### Work instructions
Edit the part of the data below that opens with the line containing "The service SHOULD locate every instance of the white wall" and closes with the line containing "[[171, 118]]", changing "drawer front" to "drawer face" and leaving everything else as is. Return only those lines.

### Material provided
= = = = = = =

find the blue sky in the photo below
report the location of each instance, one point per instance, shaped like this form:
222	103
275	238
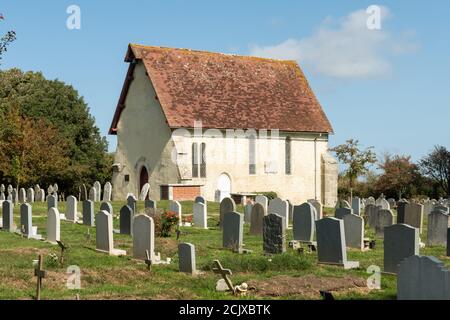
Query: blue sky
389	88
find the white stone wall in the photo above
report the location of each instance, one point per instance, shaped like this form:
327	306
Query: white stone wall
145	139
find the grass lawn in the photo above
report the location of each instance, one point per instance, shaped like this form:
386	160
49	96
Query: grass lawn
286	276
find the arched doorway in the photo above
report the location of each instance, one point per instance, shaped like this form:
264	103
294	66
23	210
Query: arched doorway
143	178
223	186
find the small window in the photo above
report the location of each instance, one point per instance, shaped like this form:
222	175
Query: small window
252	155
195	161
203	160
288	156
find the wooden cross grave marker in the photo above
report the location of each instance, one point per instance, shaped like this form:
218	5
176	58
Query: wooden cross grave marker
225	273
39	272
148	260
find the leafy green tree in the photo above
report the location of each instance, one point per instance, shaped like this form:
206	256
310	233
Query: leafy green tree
436	166
357	161
60	106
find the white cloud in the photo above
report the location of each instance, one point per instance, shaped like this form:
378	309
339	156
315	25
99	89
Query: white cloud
344	48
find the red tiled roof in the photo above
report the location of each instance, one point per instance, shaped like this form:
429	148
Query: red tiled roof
227	91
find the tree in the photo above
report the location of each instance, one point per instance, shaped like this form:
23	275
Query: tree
356	160
436	165
30	151
58	105
9	37
398	174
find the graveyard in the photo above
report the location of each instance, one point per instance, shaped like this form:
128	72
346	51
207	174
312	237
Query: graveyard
288	275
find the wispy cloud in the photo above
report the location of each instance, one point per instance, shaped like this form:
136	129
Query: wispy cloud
345	48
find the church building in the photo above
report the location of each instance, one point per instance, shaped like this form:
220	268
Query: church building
195	123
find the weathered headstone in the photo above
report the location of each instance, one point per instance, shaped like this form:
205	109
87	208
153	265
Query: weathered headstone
200	215
304	222
7	215
274	234
88	213
107	191
226	205
400	242
256	219
331	246
175	206
143	237
233	224
354	231
126	218
72	209
263	200
438	224
423	278
104	234
414	215
144	192
186	256
281	208
341	212
53	225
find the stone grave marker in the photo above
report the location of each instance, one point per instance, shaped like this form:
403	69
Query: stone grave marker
400	242
331	246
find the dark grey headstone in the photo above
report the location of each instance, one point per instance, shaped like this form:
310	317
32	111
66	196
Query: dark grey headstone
400	242
274	234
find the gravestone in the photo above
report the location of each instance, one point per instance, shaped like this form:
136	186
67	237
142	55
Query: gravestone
175	206
423	278
52	202
30	195
414	215
143	237
144	192
263	200
319	208
53	225
281	208
88	213
356	206
150	204
354	231
104	234
385	218
256	219
233	224
331	245
200	215
400	242
93	194
438	224
108	208
274	234
98	191
226	205
401	207
341	212
22	195
131	202
72	209
248	212
107	191
186	257
7	215
304	222
126	218
200	199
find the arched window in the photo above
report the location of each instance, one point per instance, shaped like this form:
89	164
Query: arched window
195	161
252	154
288	156
203	160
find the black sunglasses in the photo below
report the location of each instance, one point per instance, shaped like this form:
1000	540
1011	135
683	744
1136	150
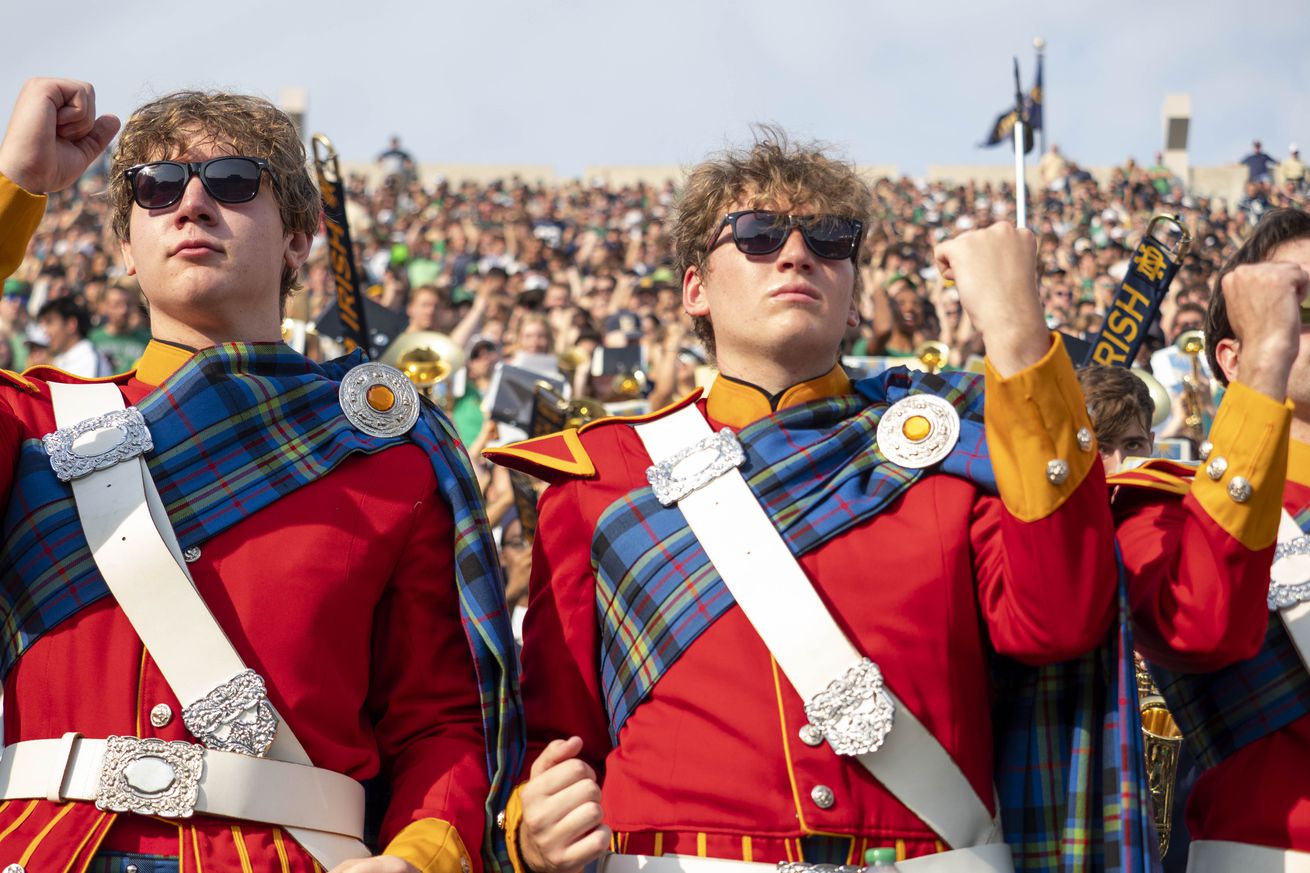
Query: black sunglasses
228	180
764	232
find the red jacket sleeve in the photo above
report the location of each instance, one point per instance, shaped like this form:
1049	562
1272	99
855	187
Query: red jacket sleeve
423	698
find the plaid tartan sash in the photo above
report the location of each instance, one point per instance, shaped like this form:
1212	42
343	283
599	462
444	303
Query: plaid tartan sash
235	429
1069	760
815	468
1221	712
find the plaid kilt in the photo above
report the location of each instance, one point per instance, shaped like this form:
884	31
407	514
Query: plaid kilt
1221	712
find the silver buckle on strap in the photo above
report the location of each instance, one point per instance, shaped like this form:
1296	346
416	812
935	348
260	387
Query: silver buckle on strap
854	712
149	776
702	462
1283	595
96	443
235	717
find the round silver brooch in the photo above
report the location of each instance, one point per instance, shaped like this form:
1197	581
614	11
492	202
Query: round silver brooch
379	400
918	430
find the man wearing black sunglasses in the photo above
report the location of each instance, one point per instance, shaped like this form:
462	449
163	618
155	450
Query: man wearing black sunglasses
761	621
263	582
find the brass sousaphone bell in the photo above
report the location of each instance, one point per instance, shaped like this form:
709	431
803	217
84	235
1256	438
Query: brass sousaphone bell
933	354
427	358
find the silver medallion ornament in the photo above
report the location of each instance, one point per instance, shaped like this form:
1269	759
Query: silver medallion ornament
379	400
854	712
918	431
235	717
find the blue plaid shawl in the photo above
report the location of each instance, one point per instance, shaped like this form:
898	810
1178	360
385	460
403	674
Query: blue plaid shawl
1069	739
235	429
1221	712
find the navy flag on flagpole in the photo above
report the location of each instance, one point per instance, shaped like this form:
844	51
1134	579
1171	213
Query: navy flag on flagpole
1002	129
1032	104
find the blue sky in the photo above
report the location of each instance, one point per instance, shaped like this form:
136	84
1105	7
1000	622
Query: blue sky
594	81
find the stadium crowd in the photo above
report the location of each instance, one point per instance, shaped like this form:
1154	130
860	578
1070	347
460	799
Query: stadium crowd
514	269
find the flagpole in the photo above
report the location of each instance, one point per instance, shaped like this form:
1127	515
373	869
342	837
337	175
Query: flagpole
1040	45
1021	192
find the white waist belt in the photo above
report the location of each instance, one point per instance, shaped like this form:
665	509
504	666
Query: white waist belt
1222	856
993	857
174	779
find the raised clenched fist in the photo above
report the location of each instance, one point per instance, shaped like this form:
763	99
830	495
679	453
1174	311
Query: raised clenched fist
54	134
994	270
562	826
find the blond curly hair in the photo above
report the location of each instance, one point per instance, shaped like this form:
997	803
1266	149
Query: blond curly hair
165	127
773	172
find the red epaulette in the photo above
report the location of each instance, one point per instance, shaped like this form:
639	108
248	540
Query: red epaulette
49	372
1157	475
18	382
560	456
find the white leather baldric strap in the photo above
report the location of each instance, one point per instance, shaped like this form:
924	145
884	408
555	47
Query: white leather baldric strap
785	610
232	785
1222	856
136	552
980	859
1291	573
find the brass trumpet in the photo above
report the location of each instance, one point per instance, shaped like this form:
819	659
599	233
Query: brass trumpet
1195	403
1162	739
933	354
427	358
1158	395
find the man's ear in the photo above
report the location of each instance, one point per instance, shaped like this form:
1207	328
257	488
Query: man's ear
298	249
1228	353
694	300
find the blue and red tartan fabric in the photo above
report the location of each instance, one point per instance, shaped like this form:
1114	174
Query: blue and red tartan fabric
1069	766
1069	738
815	468
1221	712
235	429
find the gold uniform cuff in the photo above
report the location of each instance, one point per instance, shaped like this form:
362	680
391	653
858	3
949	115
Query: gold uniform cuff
512	819
432	846
1241	480
1039	434
20	214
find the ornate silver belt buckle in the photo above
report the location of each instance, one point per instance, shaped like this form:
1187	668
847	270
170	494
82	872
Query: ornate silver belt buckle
854	712
694	467
235	717
96	443
149	776
1287	594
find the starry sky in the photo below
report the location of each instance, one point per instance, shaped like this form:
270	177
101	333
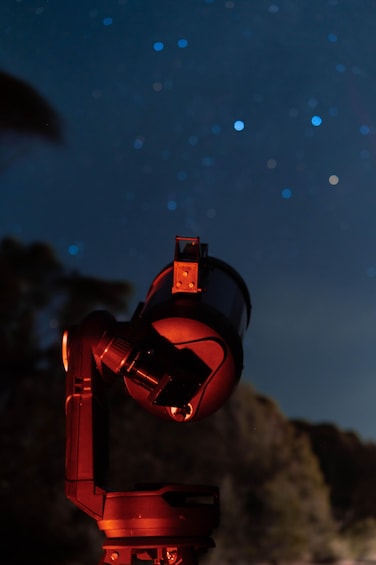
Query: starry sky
250	124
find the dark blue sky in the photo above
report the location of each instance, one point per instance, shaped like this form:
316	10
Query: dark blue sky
150	93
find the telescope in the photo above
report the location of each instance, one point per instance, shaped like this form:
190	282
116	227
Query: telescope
180	356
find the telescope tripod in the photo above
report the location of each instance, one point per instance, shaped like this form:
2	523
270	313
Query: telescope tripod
166	524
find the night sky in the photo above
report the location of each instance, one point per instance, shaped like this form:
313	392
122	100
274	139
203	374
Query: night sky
248	123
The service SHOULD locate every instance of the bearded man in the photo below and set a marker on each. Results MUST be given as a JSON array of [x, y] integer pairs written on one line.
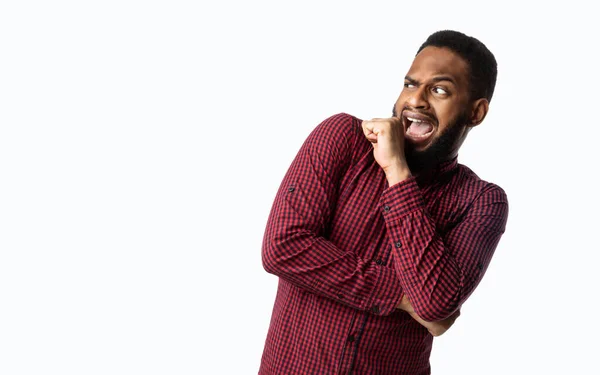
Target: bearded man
[[377, 234]]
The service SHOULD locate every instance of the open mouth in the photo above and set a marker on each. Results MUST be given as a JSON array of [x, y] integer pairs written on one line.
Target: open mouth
[[418, 128]]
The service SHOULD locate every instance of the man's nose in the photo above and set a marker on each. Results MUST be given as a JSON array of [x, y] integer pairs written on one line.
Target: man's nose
[[418, 99]]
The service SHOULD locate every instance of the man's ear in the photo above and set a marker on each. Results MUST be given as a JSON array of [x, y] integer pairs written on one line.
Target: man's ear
[[479, 111]]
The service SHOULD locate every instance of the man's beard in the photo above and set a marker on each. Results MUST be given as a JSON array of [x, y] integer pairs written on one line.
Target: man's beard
[[439, 151]]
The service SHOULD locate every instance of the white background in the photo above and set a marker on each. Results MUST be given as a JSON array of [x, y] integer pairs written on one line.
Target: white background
[[142, 143]]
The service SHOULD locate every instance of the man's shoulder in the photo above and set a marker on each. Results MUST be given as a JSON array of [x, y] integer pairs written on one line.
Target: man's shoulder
[[342, 121]]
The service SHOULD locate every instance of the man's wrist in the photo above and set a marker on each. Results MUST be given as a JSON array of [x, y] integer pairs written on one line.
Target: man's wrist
[[397, 173]]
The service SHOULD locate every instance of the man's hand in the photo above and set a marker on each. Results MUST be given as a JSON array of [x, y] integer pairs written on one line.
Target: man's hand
[[435, 328], [387, 137]]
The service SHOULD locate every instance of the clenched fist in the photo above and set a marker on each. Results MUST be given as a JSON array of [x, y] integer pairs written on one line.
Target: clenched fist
[[387, 137]]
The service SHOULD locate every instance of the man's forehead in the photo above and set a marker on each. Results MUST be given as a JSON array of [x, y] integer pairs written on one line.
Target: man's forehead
[[435, 61]]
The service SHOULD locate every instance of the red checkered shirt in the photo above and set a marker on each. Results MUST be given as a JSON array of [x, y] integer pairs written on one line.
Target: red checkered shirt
[[346, 247]]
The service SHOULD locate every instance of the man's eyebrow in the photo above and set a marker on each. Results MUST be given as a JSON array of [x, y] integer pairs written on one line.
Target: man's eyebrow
[[444, 78], [434, 79], [411, 80]]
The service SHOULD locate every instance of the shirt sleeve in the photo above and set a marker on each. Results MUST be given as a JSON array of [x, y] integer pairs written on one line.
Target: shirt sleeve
[[294, 247], [439, 273]]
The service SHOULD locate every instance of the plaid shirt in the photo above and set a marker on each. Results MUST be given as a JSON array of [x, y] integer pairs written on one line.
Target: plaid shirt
[[346, 247]]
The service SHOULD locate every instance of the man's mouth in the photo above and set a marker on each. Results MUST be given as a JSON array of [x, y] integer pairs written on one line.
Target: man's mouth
[[418, 128]]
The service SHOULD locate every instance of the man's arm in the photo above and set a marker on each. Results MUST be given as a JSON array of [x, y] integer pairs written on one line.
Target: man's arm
[[293, 245], [439, 274]]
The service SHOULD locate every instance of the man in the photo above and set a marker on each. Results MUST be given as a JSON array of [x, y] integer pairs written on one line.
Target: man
[[377, 234]]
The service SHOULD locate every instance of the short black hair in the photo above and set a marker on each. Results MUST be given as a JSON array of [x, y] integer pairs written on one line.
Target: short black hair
[[482, 63]]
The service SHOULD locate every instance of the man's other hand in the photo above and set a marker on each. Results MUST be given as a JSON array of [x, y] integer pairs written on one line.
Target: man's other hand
[[437, 328]]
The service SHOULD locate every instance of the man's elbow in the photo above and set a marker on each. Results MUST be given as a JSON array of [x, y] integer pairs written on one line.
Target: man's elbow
[[434, 313], [271, 258]]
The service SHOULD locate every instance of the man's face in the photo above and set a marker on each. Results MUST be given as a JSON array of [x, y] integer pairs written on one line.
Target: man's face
[[434, 107]]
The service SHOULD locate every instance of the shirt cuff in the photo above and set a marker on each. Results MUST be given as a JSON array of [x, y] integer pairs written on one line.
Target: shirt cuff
[[388, 292], [401, 199]]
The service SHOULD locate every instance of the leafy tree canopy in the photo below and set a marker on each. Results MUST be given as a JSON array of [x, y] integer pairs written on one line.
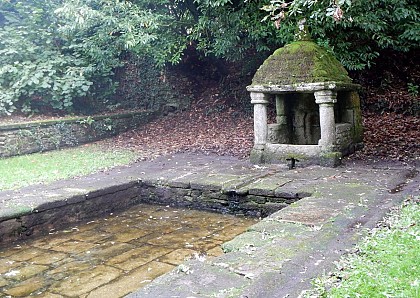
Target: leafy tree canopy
[[54, 52]]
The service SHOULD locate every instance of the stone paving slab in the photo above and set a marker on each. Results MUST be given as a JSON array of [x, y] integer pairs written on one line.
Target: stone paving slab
[[279, 256]]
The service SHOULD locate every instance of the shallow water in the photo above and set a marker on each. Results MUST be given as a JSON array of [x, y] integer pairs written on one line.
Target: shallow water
[[116, 255]]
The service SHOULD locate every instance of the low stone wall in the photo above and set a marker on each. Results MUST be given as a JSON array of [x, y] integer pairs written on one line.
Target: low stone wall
[[65, 210], [30, 137]]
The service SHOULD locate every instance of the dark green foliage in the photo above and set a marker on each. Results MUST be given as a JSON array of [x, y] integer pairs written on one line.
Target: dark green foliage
[[63, 54], [54, 52]]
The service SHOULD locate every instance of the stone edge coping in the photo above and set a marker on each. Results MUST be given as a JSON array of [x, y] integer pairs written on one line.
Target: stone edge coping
[[70, 120], [303, 87], [39, 198], [329, 239]]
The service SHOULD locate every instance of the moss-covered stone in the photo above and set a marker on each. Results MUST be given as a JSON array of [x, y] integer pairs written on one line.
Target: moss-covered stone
[[300, 62]]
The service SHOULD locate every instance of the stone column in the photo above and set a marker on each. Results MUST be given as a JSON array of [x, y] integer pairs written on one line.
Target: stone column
[[326, 100], [260, 101], [280, 110]]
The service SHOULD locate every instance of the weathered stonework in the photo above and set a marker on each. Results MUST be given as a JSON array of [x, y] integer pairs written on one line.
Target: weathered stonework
[[28, 222], [30, 137], [318, 109]]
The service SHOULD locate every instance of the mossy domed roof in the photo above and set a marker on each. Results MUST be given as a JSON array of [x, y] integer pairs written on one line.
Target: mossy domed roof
[[300, 62]]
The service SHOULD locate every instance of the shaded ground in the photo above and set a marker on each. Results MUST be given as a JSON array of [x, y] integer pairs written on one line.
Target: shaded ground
[[215, 125]]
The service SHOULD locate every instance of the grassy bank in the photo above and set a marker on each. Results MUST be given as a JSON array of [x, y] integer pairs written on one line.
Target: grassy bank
[[20, 171], [386, 263]]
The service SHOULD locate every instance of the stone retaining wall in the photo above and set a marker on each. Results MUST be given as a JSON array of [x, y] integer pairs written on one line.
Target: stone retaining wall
[[30, 137], [65, 210]]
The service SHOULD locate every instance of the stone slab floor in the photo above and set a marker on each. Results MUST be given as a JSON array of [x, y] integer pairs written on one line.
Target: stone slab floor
[[114, 256]]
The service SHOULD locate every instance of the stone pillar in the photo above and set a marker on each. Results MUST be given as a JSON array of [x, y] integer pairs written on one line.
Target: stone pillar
[[260, 101], [281, 117], [326, 100]]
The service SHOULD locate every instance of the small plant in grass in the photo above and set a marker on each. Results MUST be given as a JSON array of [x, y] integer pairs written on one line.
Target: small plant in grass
[[386, 263], [20, 171]]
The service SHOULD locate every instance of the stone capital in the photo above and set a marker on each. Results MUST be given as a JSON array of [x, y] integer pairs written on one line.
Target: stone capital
[[259, 98], [326, 97]]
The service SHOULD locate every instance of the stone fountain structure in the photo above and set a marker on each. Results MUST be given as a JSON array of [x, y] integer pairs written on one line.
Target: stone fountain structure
[[318, 117]]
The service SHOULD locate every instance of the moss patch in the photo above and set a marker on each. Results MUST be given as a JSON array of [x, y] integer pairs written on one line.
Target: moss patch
[[300, 62]]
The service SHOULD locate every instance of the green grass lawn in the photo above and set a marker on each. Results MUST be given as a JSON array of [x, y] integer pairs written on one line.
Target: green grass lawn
[[387, 263], [19, 171]]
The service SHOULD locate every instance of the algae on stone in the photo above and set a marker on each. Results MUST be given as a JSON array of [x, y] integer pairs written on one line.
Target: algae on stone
[[300, 62]]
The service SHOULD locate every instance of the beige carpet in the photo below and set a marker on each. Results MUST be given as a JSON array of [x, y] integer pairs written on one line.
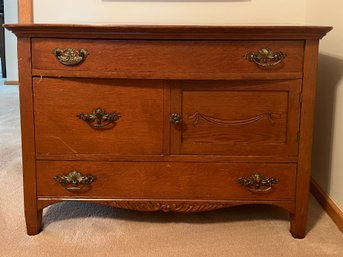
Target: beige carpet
[[83, 229]]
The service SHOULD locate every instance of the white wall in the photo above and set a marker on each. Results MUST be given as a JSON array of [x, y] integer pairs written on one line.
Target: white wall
[[328, 139], [169, 11], [11, 16]]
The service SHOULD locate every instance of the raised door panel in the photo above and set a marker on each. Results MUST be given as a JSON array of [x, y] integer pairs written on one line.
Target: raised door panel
[[246, 118], [68, 119]]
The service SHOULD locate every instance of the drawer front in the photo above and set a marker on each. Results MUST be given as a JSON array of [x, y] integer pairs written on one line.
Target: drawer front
[[69, 120], [132, 57], [159, 180], [246, 118]]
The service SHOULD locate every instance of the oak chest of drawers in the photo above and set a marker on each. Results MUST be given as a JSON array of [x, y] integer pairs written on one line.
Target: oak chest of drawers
[[171, 118]]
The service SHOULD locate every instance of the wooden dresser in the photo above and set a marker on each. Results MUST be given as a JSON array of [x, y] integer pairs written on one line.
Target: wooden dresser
[[170, 118]]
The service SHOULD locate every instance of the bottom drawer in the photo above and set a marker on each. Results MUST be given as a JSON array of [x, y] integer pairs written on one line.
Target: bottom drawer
[[165, 180]]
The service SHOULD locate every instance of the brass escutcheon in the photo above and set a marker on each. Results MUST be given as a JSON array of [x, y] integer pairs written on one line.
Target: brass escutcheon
[[99, 118], [70, 56], [74, 180], [175, 119]]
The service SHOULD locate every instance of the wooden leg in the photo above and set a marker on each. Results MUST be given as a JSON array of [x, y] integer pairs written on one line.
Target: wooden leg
[[33, 221], [298, 225]]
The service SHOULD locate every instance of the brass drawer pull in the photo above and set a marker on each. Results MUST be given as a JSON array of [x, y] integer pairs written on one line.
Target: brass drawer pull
[[75, 181], [175, 119], [99, 118], [257, 183], [265, 57], [70, 56]]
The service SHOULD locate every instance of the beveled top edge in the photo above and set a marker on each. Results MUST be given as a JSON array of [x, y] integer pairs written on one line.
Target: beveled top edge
[[169, 31]]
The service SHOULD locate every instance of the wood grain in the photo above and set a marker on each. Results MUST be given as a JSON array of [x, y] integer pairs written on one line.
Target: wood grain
[[219, 117], [139, 130], [298, 222], [33, 216], [238, 119], [143, 180], [130, 56]]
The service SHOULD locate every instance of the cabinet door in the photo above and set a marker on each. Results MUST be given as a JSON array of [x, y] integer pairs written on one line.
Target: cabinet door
[[245, 118], [98, 116]]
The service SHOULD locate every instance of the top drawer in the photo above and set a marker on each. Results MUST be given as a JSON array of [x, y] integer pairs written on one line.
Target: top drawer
[[167, 59]]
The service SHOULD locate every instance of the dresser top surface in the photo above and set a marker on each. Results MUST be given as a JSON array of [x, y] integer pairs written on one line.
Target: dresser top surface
[[200, 32]]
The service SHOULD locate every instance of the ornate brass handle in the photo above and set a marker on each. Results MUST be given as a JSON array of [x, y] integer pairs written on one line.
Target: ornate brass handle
[[265, 57], [75, 181], [175, 119], [70, 56], [257, 183], [99, 118]]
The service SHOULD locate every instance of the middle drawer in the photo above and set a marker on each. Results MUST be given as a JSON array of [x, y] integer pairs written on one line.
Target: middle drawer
[[87, 116]]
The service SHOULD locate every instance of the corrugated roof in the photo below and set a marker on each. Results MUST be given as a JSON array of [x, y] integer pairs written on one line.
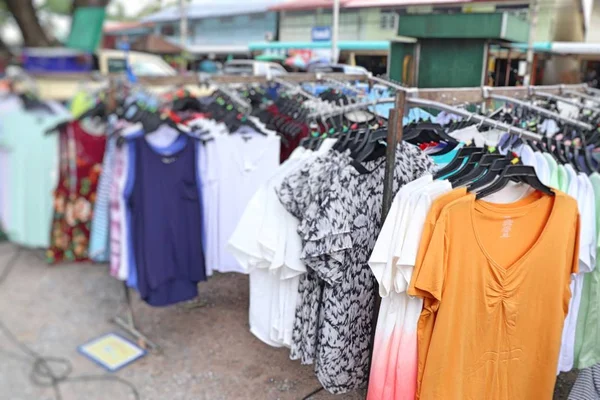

= = = = = = =

### The reply
The service SHOULD locate every instance of the white wall in the photo above and set a marker on each. Results MUST be given as a JSON array of [x, y] integer pairs written on one line.
Target: white wall
[[328, 139], [169, 11], [11, 16]]
The service SHOULD locate every instance of the raised door panel in the photo above and set a marker on each. Results MUST be given as a JSON array of [x, y] integer pairs written on one line.
Target: raised door panel
[[246, 118], [68, 119]]
The service SHOULD locate every instance of the drawer face in the photo above and set a marker on each. Results MUST be given as a JSON array of [x, y] integer pairs written on one line.
Target: drawer face
[[69, 120], [132, 57], [159, 180], [246, 118]]
The service SHOULD locate every instance of the oak chest of drawers in the photo above and set a marker on each. Results MUST be given as a JSON array of [x, y] integer pairs written on one line.
Target: oak chest of drawers
[[171, 118]]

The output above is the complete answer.